[Records supplied Boundary: Start]
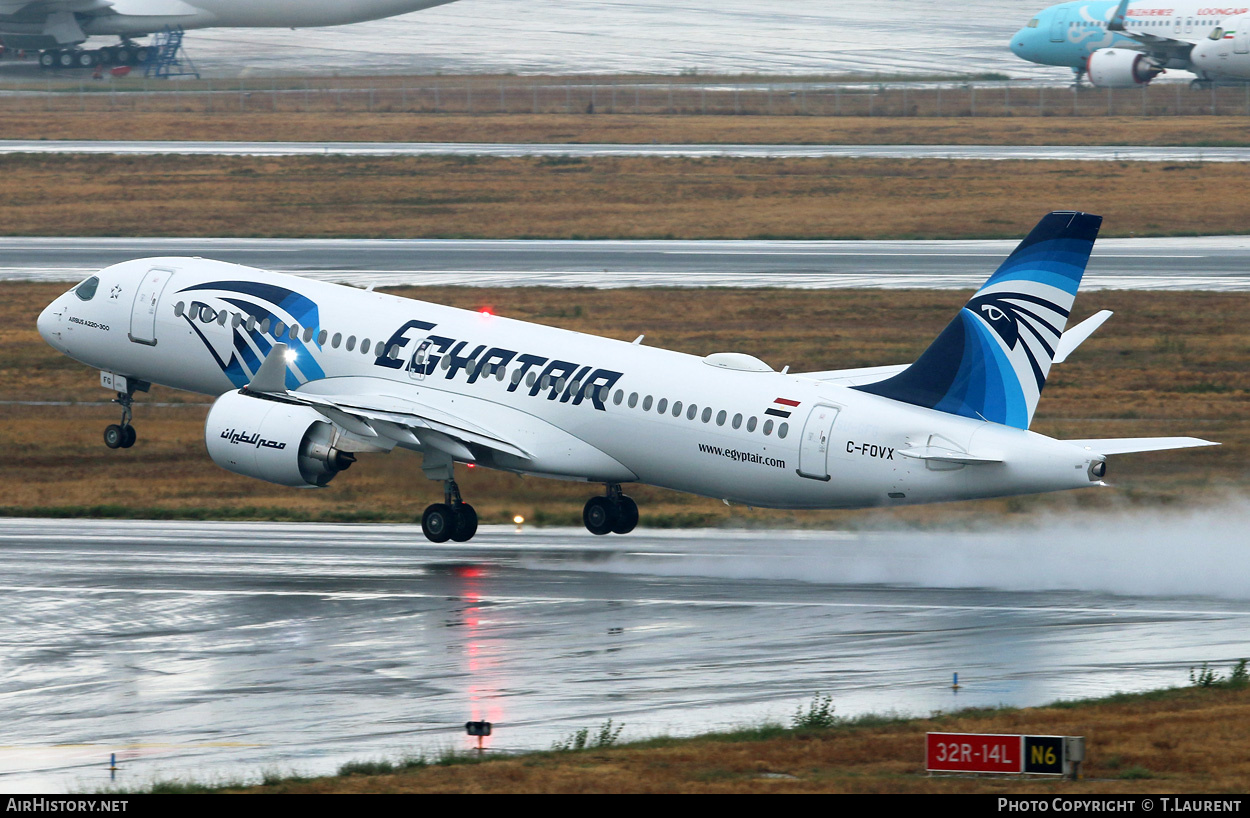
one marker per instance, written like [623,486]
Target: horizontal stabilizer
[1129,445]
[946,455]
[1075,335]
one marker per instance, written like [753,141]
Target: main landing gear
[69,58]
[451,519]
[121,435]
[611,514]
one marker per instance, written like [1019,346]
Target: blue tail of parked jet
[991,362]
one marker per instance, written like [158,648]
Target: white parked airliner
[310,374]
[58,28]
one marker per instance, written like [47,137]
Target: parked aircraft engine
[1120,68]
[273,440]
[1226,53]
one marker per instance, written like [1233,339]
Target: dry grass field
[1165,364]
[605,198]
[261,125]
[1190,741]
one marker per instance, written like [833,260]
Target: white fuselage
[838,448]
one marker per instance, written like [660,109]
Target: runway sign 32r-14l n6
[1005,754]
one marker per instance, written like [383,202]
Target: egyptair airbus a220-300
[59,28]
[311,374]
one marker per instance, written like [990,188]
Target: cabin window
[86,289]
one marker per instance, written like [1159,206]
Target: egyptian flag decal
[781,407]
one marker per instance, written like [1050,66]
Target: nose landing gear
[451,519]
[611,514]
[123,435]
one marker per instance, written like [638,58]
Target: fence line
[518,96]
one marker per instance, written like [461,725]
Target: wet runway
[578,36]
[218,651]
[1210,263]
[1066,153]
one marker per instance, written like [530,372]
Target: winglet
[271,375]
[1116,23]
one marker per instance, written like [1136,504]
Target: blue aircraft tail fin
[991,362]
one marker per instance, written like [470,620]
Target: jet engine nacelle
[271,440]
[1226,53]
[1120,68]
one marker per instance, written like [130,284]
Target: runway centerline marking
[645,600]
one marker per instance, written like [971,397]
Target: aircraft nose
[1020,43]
[Records supplied Boundary: End]
[Records supplied Boundary: Start]
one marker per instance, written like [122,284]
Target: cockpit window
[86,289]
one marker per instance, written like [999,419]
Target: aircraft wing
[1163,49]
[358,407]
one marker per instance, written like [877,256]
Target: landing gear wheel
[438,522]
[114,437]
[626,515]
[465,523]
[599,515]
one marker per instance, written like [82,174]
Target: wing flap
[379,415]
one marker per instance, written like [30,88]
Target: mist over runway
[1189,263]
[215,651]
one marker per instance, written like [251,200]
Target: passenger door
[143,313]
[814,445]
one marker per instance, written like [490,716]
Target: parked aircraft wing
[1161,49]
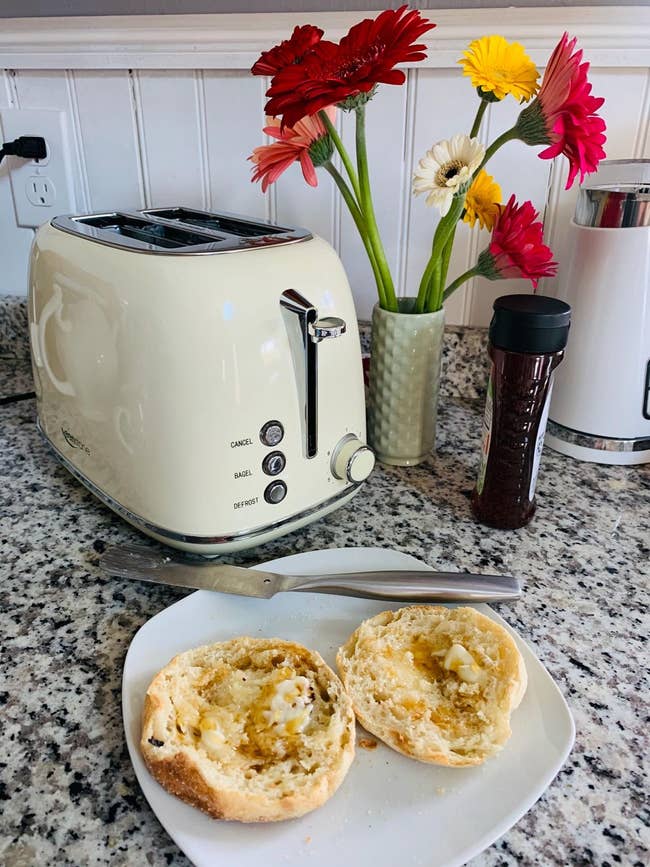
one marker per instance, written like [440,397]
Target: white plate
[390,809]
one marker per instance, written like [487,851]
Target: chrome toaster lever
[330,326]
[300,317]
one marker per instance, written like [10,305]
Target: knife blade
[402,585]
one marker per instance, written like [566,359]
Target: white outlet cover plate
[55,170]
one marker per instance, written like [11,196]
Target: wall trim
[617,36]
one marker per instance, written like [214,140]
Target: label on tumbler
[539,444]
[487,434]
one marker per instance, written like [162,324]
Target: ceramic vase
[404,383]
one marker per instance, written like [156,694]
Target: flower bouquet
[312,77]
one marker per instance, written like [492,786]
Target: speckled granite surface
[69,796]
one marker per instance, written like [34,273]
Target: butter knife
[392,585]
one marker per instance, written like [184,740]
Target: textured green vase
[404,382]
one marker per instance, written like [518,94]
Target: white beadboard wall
[Records supplied Boundary: End]
= Work task =
Transcribe the lines above between the line holding "Target: flower bouquet" and the line holding "Target: white beadboard wall", inclusive, exactly as they stand and with nothing added.

= Response to the exercise =
Target: flower bouquet
[312,77]
one marker per instance, written like [492,786]
Target: speckled granite surface
[69,796]
one marker per instance, written like [34,273]
Target: butter knife
[392,585]
one marker per instance, written like [184,740]
Target: textured green vase
[404,382]
one marker per instance, written like [518,94]
Target: white beadboard wall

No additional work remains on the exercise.